-- DATA RECORDS follows --
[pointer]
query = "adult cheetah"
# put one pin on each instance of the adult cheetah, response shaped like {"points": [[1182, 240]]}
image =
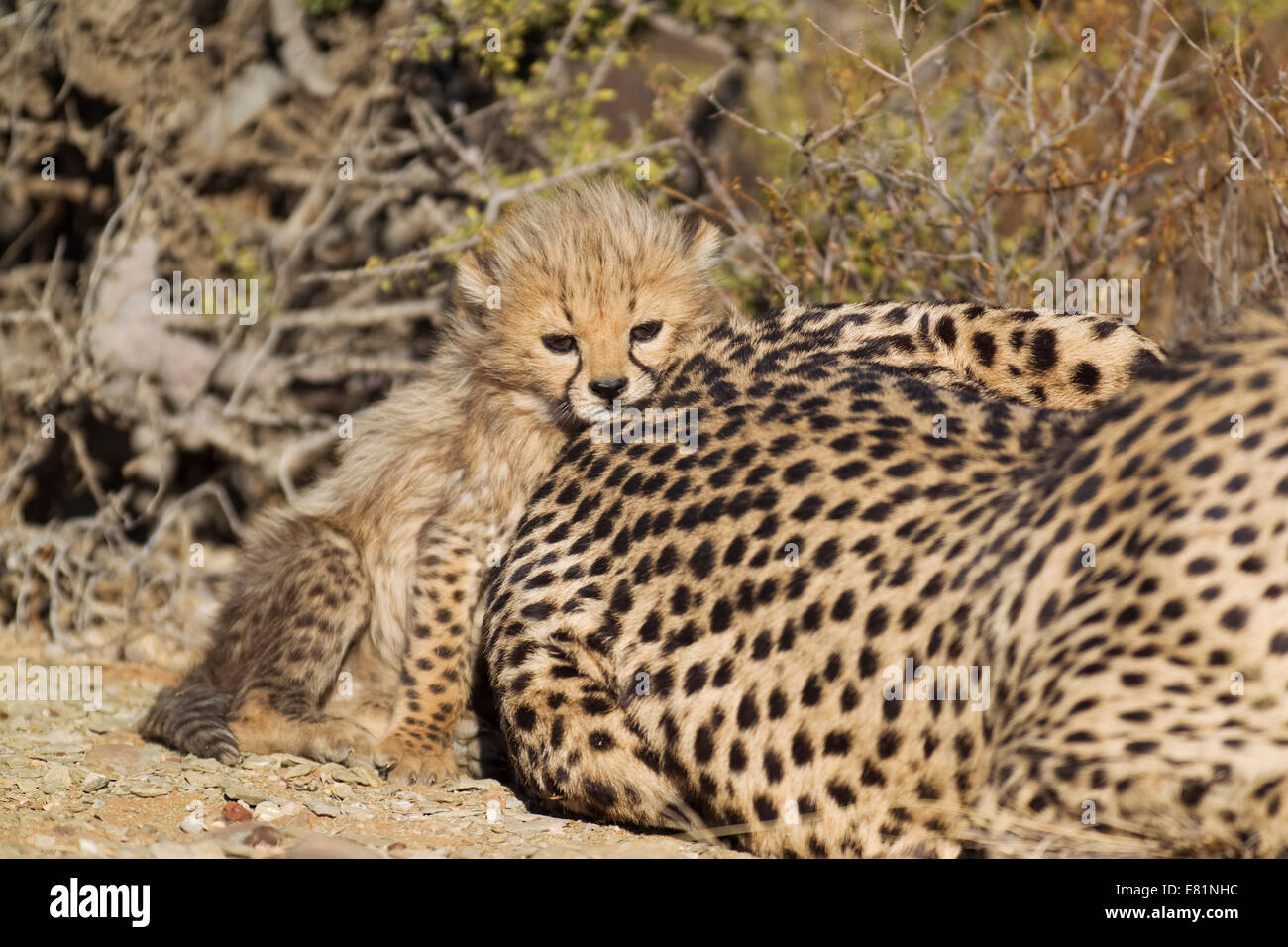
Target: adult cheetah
{"points": [[734, 635]]}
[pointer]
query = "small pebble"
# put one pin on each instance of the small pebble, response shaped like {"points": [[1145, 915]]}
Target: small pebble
{"points": [[192, 825], [268, 812]]}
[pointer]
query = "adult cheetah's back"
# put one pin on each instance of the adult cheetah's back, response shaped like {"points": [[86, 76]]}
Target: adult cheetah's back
{"points": [[730, 629]]}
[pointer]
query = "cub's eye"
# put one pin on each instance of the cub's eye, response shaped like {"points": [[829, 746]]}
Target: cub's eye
{"points": [[645, 330], [559, 343]]}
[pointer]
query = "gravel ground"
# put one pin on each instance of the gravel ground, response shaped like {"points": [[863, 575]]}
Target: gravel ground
{"points": [[81, 783]]}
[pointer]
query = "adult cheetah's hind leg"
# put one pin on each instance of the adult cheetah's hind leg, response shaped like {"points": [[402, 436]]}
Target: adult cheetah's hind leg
{"points": [[571, 737], [1047, 359]]}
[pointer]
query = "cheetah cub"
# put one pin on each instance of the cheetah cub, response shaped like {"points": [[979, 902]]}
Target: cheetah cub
{"points": [[581, 300]]}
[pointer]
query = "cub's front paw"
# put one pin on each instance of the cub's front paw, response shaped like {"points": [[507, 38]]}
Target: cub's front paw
{"points": [[410, 761]]}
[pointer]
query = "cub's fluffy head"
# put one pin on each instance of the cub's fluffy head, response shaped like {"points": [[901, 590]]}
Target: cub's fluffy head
{"points": [[585, 295]]}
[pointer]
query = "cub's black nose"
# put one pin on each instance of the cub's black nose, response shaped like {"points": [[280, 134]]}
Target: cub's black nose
{"points": [[608, 389]]}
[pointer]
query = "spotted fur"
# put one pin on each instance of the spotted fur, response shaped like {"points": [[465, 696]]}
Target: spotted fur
{"points": [[703, 639]]}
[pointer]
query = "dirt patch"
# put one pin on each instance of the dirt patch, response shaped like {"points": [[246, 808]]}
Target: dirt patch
{"points": [[78, 781]]}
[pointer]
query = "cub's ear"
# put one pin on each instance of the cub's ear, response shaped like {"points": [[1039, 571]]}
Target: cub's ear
{"points": [[702, 239], [475, 285]]}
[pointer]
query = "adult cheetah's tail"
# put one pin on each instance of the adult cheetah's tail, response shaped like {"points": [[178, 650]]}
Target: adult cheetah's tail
{"points": [[193, 716]]}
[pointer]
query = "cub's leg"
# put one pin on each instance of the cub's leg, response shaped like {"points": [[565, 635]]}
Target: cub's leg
{"points": [[434, 676], [299, 603]]}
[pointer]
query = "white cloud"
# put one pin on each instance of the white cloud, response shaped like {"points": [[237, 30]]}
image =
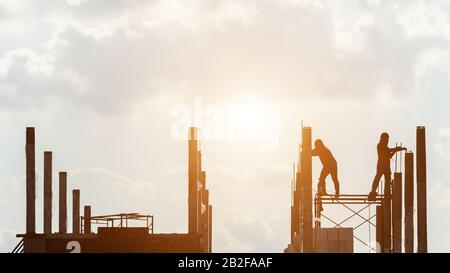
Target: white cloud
{"points": [[442, 146]]}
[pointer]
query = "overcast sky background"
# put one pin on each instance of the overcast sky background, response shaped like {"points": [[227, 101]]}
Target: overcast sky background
{"points": [[99, 79]]}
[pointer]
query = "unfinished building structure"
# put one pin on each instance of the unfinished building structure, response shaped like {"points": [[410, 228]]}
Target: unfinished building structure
{"points": [[124, 232], [394, 206]]}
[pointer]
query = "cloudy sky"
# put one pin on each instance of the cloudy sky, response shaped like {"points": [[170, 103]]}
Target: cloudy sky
{"points": [[110, 84]]}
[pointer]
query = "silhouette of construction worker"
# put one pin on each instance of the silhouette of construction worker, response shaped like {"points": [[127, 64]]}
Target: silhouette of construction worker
{"points": [[384, 163], [329, 166]]}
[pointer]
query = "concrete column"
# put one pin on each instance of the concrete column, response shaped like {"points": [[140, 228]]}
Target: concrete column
-- DATA RECORDS concluded --
> **TASK DIRECTIONS**
Find each line in the listing above that contains "column", and copy that line.

> **RESPONSE TO THE EXERCISE**
query = "concrete column"
# put one pin on each instance of the concrete column, response shaped like {"points": [[140, 228]]}
Target: concrete column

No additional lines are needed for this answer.